= O QUE FAZER =
a) Segundo o trecho selecionado, quem presidia a Legião Brasileira de Assistência quando se instituiu a merenda escolar na Bahia?
b) Traduza para o inglês a seguinte frase do trecho selecionado: "O rigor da medida praticamente deixa as cidades litorâneas sob a luz da Lua e das estrelas."

= TRECHO SELECIONADO =

****

É lançada pela C. Sampaio e Cia. a vendagem de bônus de guerra. A empresa oferece um desconto de 20% em todas as suas mercadorias, cujos lucros serão revertidos para os aliados envolvidos no conflito.

Assis Chateaubriand adquire o jornal Diário de Notícias, de Salvador.

Um incêndio destrói totalmente o Mercado Modelo.

É instituída a merenda escolar na Bahia, pela Legião Brasileira de Assistência (LBA), presidida pela sra. Ruth Aleixo.

É assinado pelo interventor um decreto-lei isentando de impostos e taxas estaduais, pelo prazo de cinco anos, as indústrias que venham a se estabelecer no estado para o aproveitamento e beneficiamento da borracha.

O estado se insere na campanha de coleta de borracha usada, como forma de ajudar os países aliados na guerra contra os nazistas.

É instalada na Bahia uma filial do Banco de Crédito da Borracha. 

O black-out parcial da costa baiana (como de resto, da costa brasileira) é outra medida preventiva que muitos contratempos trazem à vida dos baianos. O rigor da medida praticamente deixa as cidades litorâneas sob a luz da Lua e das estrelas. Dificulta-se, assim, um eventual bombardeio por parte dos alemães.

****

= LISTAGEM DE DADOS =
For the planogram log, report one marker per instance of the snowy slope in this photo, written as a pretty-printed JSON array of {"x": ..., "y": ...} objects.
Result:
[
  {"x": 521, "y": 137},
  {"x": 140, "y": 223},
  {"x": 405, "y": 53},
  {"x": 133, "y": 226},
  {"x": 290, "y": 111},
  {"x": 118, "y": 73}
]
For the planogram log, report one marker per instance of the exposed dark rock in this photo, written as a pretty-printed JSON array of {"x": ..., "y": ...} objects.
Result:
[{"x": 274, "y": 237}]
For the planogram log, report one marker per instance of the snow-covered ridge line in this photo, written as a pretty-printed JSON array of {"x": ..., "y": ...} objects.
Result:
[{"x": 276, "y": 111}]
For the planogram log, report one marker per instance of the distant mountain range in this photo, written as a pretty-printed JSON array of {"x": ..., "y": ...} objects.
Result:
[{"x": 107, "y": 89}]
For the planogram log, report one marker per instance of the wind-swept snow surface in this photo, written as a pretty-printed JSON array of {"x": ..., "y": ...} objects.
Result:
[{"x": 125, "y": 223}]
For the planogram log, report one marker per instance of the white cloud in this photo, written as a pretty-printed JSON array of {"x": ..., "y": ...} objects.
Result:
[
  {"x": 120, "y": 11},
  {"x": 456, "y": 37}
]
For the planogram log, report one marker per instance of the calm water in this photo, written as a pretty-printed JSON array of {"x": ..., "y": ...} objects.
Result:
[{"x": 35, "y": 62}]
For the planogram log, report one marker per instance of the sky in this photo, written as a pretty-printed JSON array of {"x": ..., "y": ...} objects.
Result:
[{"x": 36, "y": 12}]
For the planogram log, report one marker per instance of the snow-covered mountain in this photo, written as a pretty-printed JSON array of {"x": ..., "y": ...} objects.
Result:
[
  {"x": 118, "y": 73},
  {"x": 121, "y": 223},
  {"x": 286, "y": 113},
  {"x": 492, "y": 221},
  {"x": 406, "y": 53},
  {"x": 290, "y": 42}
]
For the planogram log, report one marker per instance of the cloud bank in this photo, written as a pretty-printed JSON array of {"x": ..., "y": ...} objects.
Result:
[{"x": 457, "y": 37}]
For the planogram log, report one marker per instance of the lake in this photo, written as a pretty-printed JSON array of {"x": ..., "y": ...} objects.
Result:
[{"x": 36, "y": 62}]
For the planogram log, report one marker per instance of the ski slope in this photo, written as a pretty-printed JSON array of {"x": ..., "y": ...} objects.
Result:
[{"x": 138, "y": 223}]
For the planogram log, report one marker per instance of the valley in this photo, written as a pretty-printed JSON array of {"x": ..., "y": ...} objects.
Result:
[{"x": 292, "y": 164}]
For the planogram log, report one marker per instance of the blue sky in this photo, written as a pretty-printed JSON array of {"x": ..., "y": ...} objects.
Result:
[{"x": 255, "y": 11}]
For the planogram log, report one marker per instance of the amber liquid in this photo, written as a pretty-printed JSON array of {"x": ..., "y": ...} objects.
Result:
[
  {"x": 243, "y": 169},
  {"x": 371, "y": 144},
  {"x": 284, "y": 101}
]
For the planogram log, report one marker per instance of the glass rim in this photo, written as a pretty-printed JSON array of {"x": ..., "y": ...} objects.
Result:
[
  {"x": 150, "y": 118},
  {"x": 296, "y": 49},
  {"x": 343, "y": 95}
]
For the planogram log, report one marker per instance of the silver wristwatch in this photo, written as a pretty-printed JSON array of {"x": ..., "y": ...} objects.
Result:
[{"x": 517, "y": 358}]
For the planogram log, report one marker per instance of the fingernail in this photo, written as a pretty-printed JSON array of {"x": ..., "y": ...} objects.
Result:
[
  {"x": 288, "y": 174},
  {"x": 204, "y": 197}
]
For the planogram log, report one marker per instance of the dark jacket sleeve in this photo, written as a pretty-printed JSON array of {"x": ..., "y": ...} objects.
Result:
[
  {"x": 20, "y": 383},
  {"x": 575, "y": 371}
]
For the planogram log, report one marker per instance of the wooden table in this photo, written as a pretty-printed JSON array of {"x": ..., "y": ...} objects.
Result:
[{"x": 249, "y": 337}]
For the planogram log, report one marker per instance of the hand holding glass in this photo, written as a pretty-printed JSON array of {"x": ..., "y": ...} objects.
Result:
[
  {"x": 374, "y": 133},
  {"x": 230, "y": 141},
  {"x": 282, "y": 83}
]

****

= RESULTADOS POR TAREFA =
a) A sra. Ruth Aleixo.

b) The strictness of the measure practically leaves the coastal cities under the light of the Moon and the stars.